_Task to carry out:_ After finding the line with "Target: white wire shelf" in the entries below, retype exactly each line from there through the line with "In this exercise you will annotate the black patterned", including that final line.

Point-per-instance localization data
*** Begin section ***
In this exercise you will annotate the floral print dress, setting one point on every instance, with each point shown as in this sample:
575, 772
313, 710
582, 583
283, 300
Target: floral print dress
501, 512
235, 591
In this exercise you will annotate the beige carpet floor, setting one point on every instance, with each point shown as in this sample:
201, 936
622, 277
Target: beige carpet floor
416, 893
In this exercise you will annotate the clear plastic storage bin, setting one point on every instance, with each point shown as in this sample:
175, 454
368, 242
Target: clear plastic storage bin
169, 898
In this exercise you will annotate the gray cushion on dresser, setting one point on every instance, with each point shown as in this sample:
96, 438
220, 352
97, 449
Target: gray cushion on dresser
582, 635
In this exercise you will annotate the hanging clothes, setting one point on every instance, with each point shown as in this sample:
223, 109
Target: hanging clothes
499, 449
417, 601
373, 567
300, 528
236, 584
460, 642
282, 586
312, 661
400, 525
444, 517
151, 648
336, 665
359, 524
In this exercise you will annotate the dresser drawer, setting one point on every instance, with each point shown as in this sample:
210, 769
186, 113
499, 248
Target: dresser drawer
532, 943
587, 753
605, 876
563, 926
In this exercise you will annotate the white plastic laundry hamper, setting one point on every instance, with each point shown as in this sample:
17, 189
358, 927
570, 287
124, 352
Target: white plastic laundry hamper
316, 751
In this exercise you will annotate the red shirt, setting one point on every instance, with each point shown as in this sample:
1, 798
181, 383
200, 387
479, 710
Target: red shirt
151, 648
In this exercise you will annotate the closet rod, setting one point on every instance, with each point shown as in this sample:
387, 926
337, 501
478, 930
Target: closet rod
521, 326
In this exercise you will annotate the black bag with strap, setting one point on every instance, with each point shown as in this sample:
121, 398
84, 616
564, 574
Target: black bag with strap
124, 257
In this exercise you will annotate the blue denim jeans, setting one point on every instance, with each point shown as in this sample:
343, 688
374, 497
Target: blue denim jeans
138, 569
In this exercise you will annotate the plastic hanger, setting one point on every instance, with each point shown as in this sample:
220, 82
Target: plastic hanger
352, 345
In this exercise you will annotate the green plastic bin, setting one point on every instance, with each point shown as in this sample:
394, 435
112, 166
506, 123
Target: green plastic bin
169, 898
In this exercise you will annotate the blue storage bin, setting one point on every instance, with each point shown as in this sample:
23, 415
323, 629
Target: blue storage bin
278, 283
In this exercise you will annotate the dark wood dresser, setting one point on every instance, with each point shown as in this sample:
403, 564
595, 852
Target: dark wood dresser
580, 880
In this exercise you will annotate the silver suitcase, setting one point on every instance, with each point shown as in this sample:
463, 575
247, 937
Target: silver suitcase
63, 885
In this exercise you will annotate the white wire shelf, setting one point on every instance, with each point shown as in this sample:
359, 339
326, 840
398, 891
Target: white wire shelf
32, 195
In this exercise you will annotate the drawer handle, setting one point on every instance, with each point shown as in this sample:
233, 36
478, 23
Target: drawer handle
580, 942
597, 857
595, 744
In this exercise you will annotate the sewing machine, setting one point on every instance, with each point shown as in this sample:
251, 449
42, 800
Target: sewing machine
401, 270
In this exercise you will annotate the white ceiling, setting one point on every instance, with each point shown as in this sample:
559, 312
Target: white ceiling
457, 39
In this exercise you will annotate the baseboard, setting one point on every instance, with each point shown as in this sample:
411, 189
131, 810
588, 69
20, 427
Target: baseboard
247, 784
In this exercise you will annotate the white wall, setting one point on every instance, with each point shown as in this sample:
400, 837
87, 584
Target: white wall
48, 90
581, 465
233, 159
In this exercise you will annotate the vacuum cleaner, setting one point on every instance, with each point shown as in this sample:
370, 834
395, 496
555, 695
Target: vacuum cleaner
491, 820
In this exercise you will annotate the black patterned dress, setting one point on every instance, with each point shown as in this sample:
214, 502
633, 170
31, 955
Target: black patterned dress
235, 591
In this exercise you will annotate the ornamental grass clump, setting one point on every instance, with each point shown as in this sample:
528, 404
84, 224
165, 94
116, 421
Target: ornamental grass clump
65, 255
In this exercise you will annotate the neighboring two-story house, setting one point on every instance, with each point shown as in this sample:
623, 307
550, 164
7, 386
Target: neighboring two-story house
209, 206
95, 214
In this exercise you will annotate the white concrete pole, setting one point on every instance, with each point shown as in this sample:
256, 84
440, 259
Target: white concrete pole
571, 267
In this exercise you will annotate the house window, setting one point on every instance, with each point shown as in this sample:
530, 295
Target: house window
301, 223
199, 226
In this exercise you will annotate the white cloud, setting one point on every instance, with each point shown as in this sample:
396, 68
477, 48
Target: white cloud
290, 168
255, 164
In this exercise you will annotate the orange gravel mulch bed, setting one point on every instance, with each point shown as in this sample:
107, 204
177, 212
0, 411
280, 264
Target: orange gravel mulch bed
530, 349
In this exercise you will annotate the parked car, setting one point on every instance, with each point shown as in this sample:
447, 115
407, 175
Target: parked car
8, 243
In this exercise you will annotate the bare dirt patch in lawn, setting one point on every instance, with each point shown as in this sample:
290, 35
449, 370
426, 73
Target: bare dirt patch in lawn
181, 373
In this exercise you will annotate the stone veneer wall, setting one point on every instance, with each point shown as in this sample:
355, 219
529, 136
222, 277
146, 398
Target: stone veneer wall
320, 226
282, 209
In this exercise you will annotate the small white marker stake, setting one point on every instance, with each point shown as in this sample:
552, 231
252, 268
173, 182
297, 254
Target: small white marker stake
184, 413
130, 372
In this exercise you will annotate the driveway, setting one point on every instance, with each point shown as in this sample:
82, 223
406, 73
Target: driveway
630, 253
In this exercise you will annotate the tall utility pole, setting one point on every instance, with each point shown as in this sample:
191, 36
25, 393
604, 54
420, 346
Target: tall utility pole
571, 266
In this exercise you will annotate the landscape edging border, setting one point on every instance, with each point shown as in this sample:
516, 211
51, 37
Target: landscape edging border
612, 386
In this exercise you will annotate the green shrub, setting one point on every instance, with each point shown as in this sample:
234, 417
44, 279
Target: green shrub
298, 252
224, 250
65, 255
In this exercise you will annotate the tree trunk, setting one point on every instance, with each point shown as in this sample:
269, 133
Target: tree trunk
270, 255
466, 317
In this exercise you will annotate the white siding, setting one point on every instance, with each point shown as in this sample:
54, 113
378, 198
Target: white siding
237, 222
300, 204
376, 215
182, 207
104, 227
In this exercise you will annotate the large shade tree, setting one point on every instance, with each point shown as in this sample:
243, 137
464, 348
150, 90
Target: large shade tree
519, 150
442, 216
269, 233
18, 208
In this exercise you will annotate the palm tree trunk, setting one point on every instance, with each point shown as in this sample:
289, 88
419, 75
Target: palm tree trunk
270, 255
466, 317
*** End section ***
_Exercise result:_
Target: white wire shelf
32, 195
In this exercise you will annotate the drawer handle, setting one point on every instance, with each point shown as in this sample:
233, 36
478, 23
Target: drawer handle
580, 942
597, 857
595, 744
In this exercise you will annotate the sewing machine, setting one point on every instance, with each point shown as in this sample:
251, 449
42, 800
Target: sewing machine
401, 270
In this exercise you will annotate the white ceiling, setting one point on every instance, with each point shown as in this sample:
559, 312
Target: white ceiling
457, 39
In this exercise you will annotate the baseboard, setting one point on every instance, with each point shown as in this sample:
411, 189
131, 810
588, 69
20, 427
Target: baseboard
247, 784
In this exercise you will annotate the white wall, setting one point on every instance, with each point shown as in this sample:
400, 837
87, 584
Target: white wall
48, 90
581, 465
233, 159
In this exercise you will annotate the vacuum cleaner, setting one point on every instance, with each point shown as in this sample:
370, 834
395, 496
555, 695
Target: vacuum cleaner
491, 820
In this exercise you will annotate the black patterned dress, setting one point on every instance, with each point shown as in this sample:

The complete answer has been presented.